=== Text excerpt ===
------------------------------------------------------------------------

Canada is the second largest country in the world with nearly 10 million square kilometres of land area, approximately 62 million hectares of which is agricultural land. Up-to-date soil landscape data are essential for precision agriculture, ecosystem and nutrient cycling modelling, soil organic carbon (SOC) stock inventory, SOC sequestration potential assessment, and sustainable soil management use1. With diminishing investment in conventional soil surveys, operational predictive soil mapping (PSM) frameworks and methods have been used to provide up-to-date soil data and information across landscape scales in Canada2,3. Predictive soil mapping, also referred to as digital soil mapping (DSM), is the computer-assisted production of spatial data or maps of soil types and soil properties using structured knowledge of soil and its relation with environmental variables. PSM involves the creation and population of spatially explicit soil information from field and laboratory observations coupled with spatial and non-spatial soil inference systems4. Soil classes and properties include categorical examples such as soil classification names, and interdependent continuous variables such as bulk density. In Canada, the first gridded national soil and soil landscape data developed using the PSM method were the subset of the global PSM outputs5. One of the advantages of PSM methods is that predictions can be repeated or updated as new training point data and co-variable data become available. Because of that, the global soil grids were updated in 20216. When computing capacity is available, ensemble machine learning can improve the performance and can provide better deterministic predictions of soil types and properties7. Among the studied machine learners such as artificial neural network, support vector machine, gradient boosting decision tree and random forest algorithms, different variations of random forest algorithms have produced more accurate PSM outcomes3,5.

------------------------------------------------------------------------

=== Task statement ===
Answer these questions about the passage on predictive soil mapping:
(a) Approximately how many hectares of Canada's land area are agricultural land?
(b) By what other name is predictive soil mapping also known?
(c) Which algorithms have produced more accurate predictive soil mapping outcomes?

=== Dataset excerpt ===
------------------------------------------------------------------------

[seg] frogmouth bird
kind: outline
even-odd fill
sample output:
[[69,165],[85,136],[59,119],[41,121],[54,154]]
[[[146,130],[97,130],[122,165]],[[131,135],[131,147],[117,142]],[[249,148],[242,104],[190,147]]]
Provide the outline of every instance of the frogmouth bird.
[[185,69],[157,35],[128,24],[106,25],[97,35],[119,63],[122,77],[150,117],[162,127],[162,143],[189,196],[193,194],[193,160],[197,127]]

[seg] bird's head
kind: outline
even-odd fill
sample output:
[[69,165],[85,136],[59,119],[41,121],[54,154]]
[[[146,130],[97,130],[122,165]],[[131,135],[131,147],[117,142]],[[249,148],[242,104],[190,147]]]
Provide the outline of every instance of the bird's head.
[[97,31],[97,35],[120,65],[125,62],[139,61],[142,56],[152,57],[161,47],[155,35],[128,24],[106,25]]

------------------------------------------------------------------------

=== Exercise answer ===
(a) Approximately 62 million hectares.
(b) Digital soil mapping (DSM).
(c) Different variations of random forest algorithms.